[Records for the exercise]:
++++++

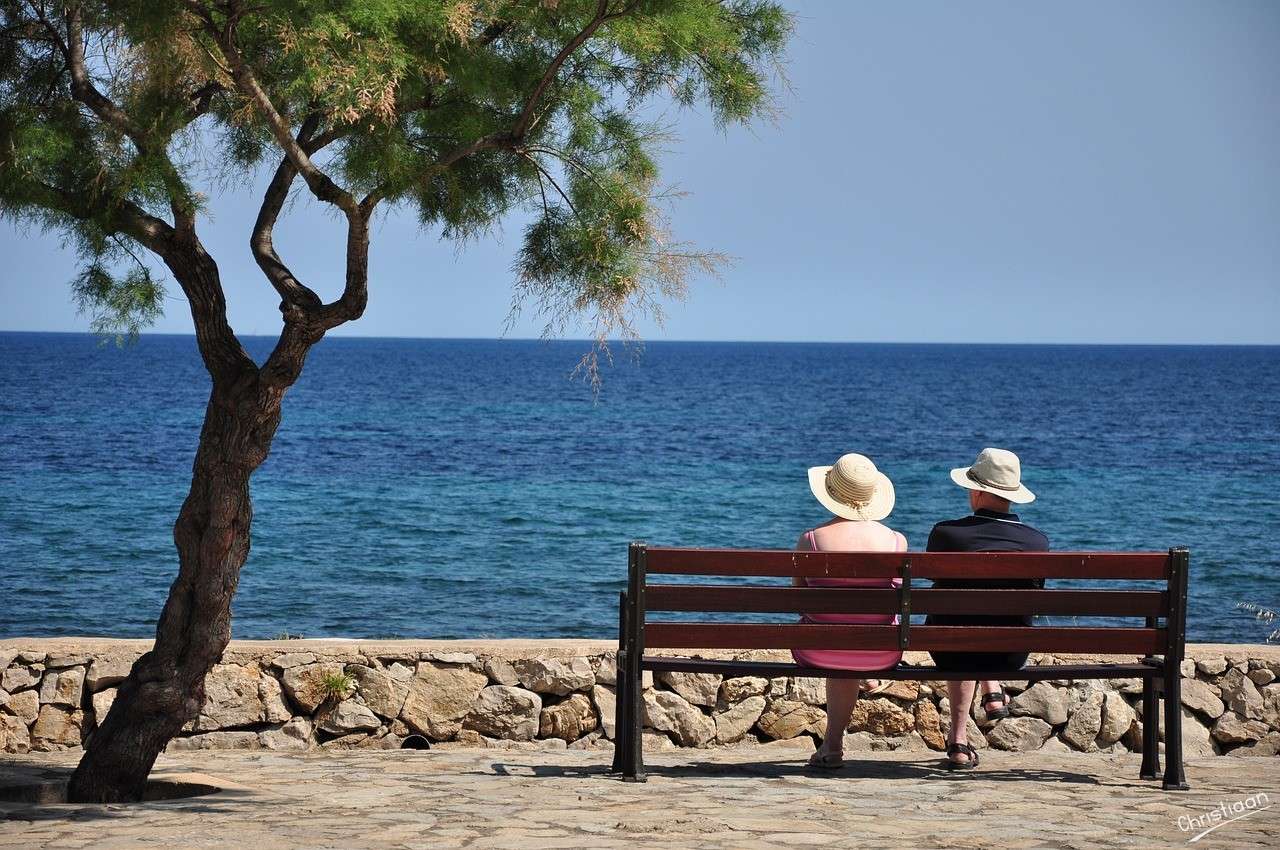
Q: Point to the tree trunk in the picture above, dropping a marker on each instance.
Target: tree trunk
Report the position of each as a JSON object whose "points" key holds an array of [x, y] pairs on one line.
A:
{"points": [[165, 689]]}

++++++

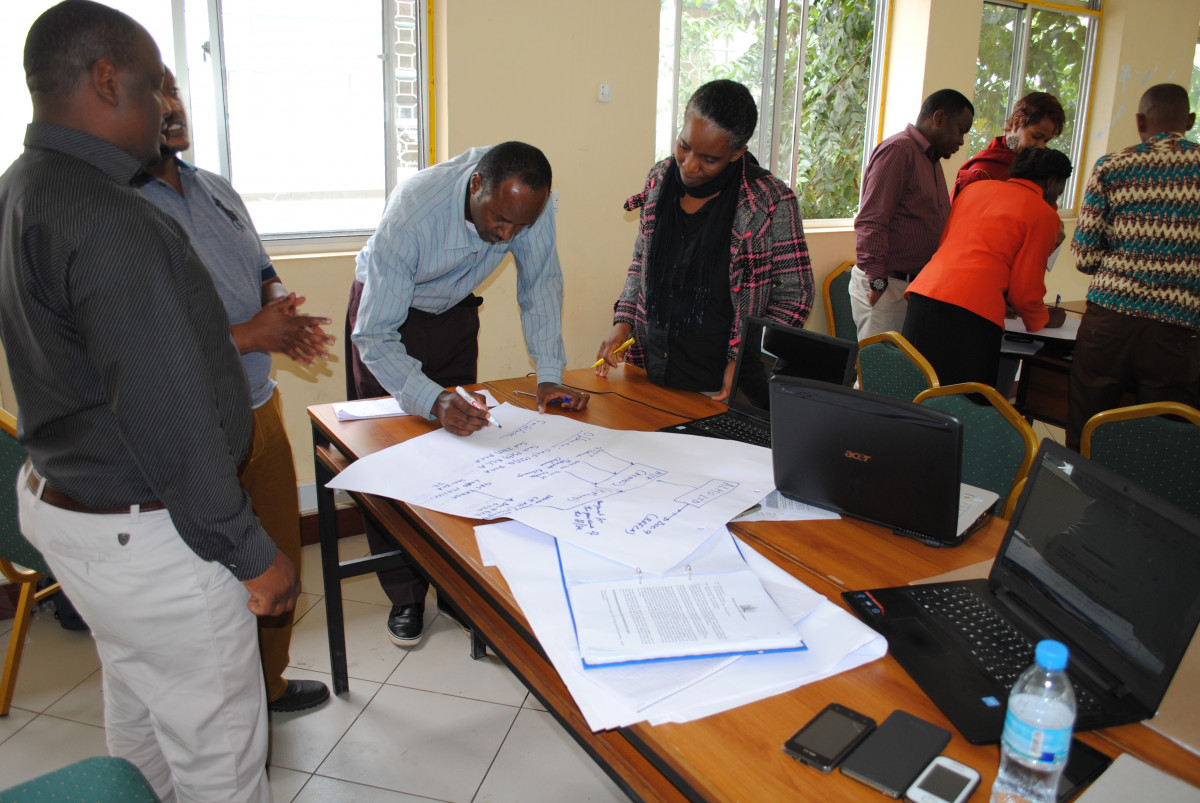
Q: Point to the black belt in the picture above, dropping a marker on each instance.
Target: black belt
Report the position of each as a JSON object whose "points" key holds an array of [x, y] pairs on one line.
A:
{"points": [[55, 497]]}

++++++

[Work task]:
Lines in the listing above that contain the word "black" must be copied; leave out the rest.

[Answer box]:
Q: Point to the black belt in the picture above, dropping a marker on each instance.
Target: black belt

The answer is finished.